Task prompt: Reproduce the stretch of the listing from the line containing "[point] every instance of the canal" through the end of the listing, requests included, and raise every x and y coordinate in the answers by 92.

***

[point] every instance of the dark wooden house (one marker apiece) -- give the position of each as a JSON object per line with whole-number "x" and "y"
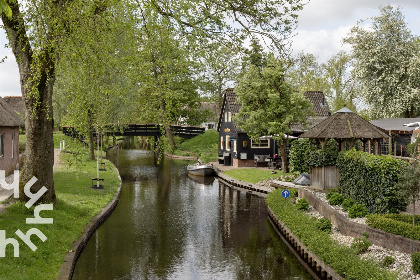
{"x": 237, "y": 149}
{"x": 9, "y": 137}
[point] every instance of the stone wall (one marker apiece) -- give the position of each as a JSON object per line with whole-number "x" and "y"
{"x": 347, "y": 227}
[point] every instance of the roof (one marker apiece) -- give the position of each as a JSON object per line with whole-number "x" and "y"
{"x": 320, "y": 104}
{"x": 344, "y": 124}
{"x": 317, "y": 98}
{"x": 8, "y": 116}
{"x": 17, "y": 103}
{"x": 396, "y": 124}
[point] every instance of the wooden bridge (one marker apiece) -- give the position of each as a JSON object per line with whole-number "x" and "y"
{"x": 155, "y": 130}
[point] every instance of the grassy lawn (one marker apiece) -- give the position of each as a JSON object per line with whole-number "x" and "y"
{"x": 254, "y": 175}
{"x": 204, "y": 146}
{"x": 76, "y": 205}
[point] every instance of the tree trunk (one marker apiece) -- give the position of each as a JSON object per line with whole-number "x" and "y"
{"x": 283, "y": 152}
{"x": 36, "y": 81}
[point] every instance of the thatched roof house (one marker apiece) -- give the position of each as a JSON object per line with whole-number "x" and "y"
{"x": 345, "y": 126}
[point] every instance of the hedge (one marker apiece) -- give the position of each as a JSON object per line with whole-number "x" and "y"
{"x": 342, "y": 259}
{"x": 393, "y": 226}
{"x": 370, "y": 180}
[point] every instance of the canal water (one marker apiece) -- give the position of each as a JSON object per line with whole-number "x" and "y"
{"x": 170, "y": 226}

***

Output below:
[point] every instance of the canal water (one marker apiece) -- give the position of each as a JSON object per line with whole-number "x" and "y"
{"x": 262, "y": 318}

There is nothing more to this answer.